• [PROBLEM TO SOLVE] Begin at the line that contains "of the fungus" and stop after the last of the lines below. Write each of those lines out again with its request unchanged, multiplying every point coordinate in the answers by 0.75 and rounding to the nearest whole number, with halves rounded up.

• [RECORDS]
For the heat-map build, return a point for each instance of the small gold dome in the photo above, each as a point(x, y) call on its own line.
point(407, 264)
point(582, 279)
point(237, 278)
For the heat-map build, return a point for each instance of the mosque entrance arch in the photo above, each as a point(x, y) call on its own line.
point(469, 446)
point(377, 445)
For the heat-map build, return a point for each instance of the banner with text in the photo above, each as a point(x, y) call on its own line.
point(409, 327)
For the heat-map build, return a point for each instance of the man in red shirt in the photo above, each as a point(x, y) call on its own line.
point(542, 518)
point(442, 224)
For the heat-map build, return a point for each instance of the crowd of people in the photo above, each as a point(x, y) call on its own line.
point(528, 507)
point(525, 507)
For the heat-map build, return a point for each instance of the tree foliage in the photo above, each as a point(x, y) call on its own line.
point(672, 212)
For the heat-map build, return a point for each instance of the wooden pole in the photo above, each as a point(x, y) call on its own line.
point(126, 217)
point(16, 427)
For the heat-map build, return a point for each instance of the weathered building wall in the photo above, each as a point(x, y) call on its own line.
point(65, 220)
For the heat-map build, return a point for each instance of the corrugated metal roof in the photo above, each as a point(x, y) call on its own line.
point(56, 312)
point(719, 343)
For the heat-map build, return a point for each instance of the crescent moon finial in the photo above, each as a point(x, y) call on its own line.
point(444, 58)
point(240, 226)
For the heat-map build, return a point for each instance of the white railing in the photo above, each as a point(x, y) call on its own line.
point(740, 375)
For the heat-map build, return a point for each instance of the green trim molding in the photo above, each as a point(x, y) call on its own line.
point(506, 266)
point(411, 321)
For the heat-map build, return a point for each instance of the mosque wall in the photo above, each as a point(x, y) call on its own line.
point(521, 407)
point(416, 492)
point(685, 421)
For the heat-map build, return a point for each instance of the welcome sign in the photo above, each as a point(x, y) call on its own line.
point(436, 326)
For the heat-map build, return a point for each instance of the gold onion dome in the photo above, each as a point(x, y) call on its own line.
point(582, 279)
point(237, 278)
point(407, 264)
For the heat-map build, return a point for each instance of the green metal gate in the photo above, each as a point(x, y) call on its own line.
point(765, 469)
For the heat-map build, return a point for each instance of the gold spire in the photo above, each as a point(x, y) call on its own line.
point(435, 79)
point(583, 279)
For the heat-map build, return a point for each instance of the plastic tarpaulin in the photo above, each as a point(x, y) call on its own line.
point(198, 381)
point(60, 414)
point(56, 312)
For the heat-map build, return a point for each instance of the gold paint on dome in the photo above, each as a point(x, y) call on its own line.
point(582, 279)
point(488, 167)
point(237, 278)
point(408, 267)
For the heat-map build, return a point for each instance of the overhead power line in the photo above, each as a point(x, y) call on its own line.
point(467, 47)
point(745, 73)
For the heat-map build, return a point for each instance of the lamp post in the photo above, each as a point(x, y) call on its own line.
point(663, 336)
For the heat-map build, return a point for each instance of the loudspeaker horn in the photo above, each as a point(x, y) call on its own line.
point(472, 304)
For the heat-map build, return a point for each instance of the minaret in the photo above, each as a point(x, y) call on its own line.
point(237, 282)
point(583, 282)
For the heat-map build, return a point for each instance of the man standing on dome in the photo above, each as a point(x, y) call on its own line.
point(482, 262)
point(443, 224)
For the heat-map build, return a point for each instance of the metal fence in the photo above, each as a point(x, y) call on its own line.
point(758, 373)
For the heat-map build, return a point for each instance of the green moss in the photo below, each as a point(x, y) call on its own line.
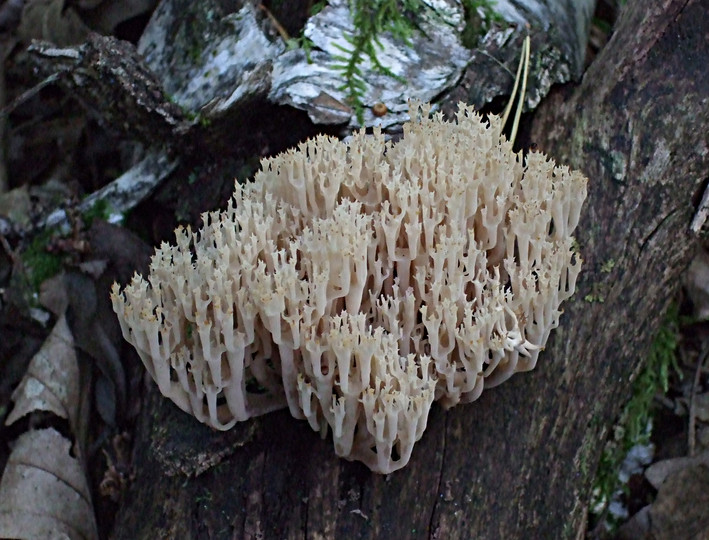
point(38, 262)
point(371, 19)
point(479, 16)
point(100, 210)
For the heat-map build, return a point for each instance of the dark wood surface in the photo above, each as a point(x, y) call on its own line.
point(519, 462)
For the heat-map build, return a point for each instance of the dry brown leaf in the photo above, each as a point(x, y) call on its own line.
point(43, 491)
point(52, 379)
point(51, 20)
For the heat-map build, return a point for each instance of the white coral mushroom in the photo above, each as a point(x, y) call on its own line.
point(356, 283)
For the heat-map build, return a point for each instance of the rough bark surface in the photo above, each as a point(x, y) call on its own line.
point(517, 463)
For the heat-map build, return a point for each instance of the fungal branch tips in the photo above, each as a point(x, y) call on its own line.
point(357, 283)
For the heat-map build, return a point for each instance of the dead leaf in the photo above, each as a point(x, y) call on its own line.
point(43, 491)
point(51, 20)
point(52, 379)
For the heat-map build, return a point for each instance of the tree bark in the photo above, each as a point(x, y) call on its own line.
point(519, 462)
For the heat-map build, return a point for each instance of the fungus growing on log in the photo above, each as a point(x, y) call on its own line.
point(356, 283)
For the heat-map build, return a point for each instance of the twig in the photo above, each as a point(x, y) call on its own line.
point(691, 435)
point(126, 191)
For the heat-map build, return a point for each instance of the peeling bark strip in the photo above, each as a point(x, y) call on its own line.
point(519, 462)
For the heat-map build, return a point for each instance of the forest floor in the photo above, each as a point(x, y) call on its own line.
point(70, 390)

• [ANSWER TO THIS TASK]
For the heat-map build, return a point for each instance of the fungus growing on log in the photo above, each as a point(x, y) call on its own line.
point(267, 212)
For the heat-map build, return a point for each instance of the twig in the photo above, each as a point(x, y) call on its own line.
point(518, 326)
point(95, 143)
For the heat-map build, return a point for each instance of the peeling bark strip in the photo above, each as a point(x, y) call on its own line.
point(389, 347)
For the heat-map build, return a point for each instance of the forest floor in the photo above, each as a point(x, y) call on its own line.
point(53, 293)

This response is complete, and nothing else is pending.